## The task
Your task is to copy the records that follow exactly, minus any images.

## Material to process
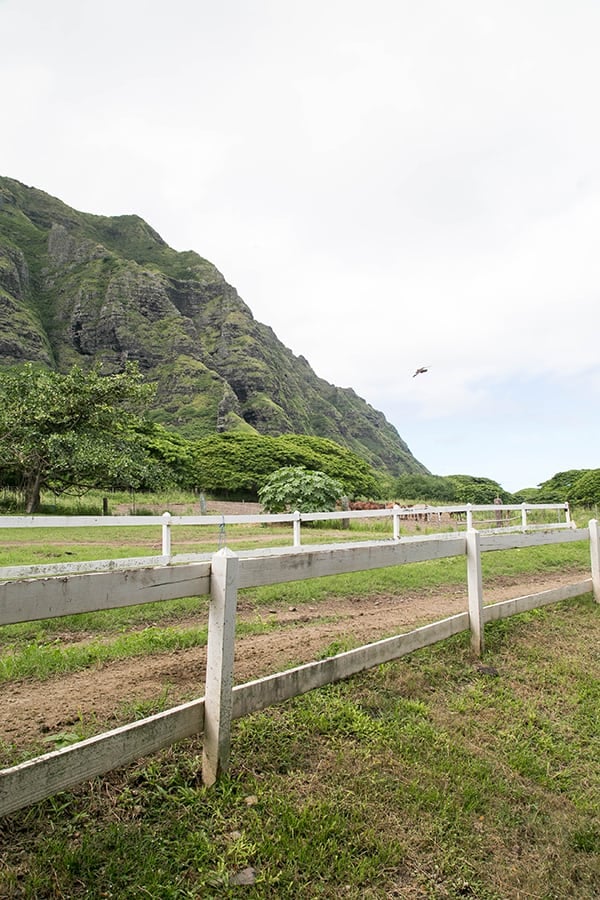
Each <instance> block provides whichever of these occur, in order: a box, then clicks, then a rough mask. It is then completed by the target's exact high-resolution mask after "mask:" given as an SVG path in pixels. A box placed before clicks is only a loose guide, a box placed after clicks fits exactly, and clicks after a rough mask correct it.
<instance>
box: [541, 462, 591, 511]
mask: <svg viewBox="0 0 600 900" xmlns="http://www.w3.org/2000/svg"><path fill="white" fill-rule="evenodd" d="M593 471H595V470H594V469H568V470H567V471H565V472H557V473H556V474H555V475H553V476H552V478H549V479H548V480H547V481H542V483H541V484H540V485H539V493H538V498H537V499H538V503H564V501H565V500H567V498H568V495H569V492H570V491H571V488H573V487H574V486H575V484H576V483H577V482H578V481H579V479H580V478H581V477H582V476H583V475H586V474H587V473H588V472H593Z"/></svg>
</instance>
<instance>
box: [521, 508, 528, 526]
mask: <svg viewBox="0 0 600 900" xmlns="http://www.w3.org/2000/svg"><path fill="white" fill-rule="evenodd" d="M521 531H527V505H526V504H525V503H521Z"/></svg>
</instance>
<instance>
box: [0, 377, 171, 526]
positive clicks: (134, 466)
mask: <svg viewBox="0 0 600 900" xmlns="http://www.w3.org/2000/svg"><path fill="white" fill-rule="evenodd" d="M151 393H152V388H151V387H150V386H147V385H144V384H142V375H141V374H140V373H139V372H138V370H137V368H136V367H135V366H134V365H133V364H129V365H127V367H126V369H125V371H124V372H121V373H119V374H117V375H108V376H103V375H101V374H100V371H99V368H98V367H96V368H94V369H92V370H91V371H89V372H87V373H86V372H83V371H82V370H81V369H79V368H78V367H77V366H74V367H73V368H72V369H71V370H70V372H68V373H67V374H61V373H59V372H54V371H49V370H46V369H40V368H35V367H34V366H33V365H31V364H26V365H25V366H23V367H22V368H20V369H11V370H7V371H6V372H3V373H2V374H0V475H1V476H2V477H3V479H4V480H6V481H7V482H8V483H13V484H18V485H19V486H20V487H21V488H22V489H23V491H24V494H25V506H26V510H27V512H28V513H33V512H36V511H37V509H38V508H39V503H40V492H41V490H42V489H43V488H45V487H46V488H50V489H52V490H53V491H54V492H56V493H61V492H64V491H68V490H70V489H77V490H78V491H82V490H86V489H88V488H90V487H117V488H119V487H120V488H125V487H127V488H136V489H138V488H143V487H158V486H161V485H162V484H164V483H165V481H166V480H167V474H166V470H165V468H164V467H163V466H161V464H160V463H158V462H157V461H156V460H153V459H152V458H151V457H150V456H149V454H148V452H147V451H146V449H145V448H144V446H143V443H142V442H141V441H140V439H139V436H138V435H137V434H136V432H135V431H134V426H135V425H136V424H138V425H139V423H140V421H141V420H140V416H139V415H138V413H137V410H139V409H141V408H142V407H143V405H144V404H146V403H147V401H148V399H149V397H150V395H151Z"/></svg>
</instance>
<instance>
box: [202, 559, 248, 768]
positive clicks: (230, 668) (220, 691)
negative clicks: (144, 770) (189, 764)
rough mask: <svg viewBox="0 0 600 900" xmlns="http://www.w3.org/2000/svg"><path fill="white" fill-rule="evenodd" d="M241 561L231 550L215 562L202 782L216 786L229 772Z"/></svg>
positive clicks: (210, 626)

## Written solution
Each <instance> block provides whichever of these occur, in order: a box, then clicks, then a rough mask. It is then completed by the target's exact high-resolution mask after "mask:" given as an SVG path in pixels. A box placed before clicks is only a loose guide, a box placed after clicks fits exactly, and clicks after a rough mask correct it.
<instance>
box: [541, 462, 591, 511]
mask: <svg viewBox="0 0 600 900" xmlns="http://www.w3.org/2000/svg"><path fill="white" fill-rule="evenodd" d="M593 471H595V470H594V469H568V470H567V471H565V472H557V473H556V474H555V475H553V476H552V478H549V479H548V480H547V481H542V483H541V484H540V485H539V493H538V498H537V499H538V503H564V501H565V500H567V498H568V495H569V492H570V491H571V488H573V487H574V486H575V484H576V483H577V482H578V481H579V479H580V478H581V477H582V476H583V475H586V474H587V473H588V472H593Z"/></svg>
</instance>
<instance>
box: [521, 508, 528, 526]
mask: <svg viewBox="0 0 600 900" xmlns="http://www.w3.org/2000/svg"><path fill="white" fill-rule="evenodd" d="M521 531H527V505H526V504H525V503H521Z"/></svg>
</instance>
<instance>
box: [0, 377, 171, 526]
positive clicks: (134, 466)
mask: <svg viewBox="0 0 600 900" xmlns="http://www.w3.org/2000/svg"><path fill="white" fill-rule="evenodd" d="M151 393H152V388H151V387H150V386H147V385H144V384H142V375H141V374H140V373H139V372H138V370H137V368H136V367H135V366H134V365H133V364H129V365H127V367H126V369H125V371H124V372H121V373H119V374H117V375H108V376H103V375H101V374H100V371H99V368H98V367H96V368H94V369H92V370H91V371H89V372H87V373H86V372H83V371H82V370H81V369H79V368H78V367H77V366H74V367H73V368H72V369H71V370H70V372H68V373H67V374H61V373H59V372H54V371H49V370H46V369H40V368H35V367H34V366H33V365H31V364H26V365H25V366H23V367H22V368H20V369H11V370H7V371H6V372H3V373H2V374H0V475H1V476H2V477H3V479H4V480H6V481H7V482H8V483H13V484H18V485H19V486H20V487H21V488H22V489H23V491H24V494H25V506H26V510H27V512H28V513H33V512H36V511H37V509H38V508H39V503H40V492H41V490H42V489H43V488H45V487H46V488H50V489H52V490H53V491H54V492H56V493H61V492H64V491H68V490H70V489H77V490H78V491H82V490H86V489H88V488H90V487H117V488H119V487H120V488H125V487H127V488H136V489H138V488H143V487H158V486H161V485H162V484H164V483H165V481H166V480H167V474H166V470H165V468H164V467H163V466H161V464H160V463H158V462H157V461H156V460H153V459H152V458H151V457H150V456H149V454H148V452H147V451H146V449H145V448H144V446H143V443H142V442H141V441H140V439H139V436H138V435H137V434H136V432H135V431H134V426H135V425H136V424H138V425H139V423H140V421H141V420H140V416H139V415H138V413H137V410H139V409H141V408H142V407H143V405H144V404H146V403H147V401H148V399H149V397H150V395H151Z"/></svg>
</instance>
<instance>
box: [202, 559, 248, 768]
positive clicks: (230, 668) (220, 691)
negative clicks: (144, 770) (189, 764)
rough mask: <svg viewBox="0 0 600 900" xmlns="http://www.w3.org/2000/svg"><path fill="white" fill-rule="evenodd" d="M241 561L231 550L215 562L202 782L216 786L229 772Z"/></svg>
positive clicks: (210, 626)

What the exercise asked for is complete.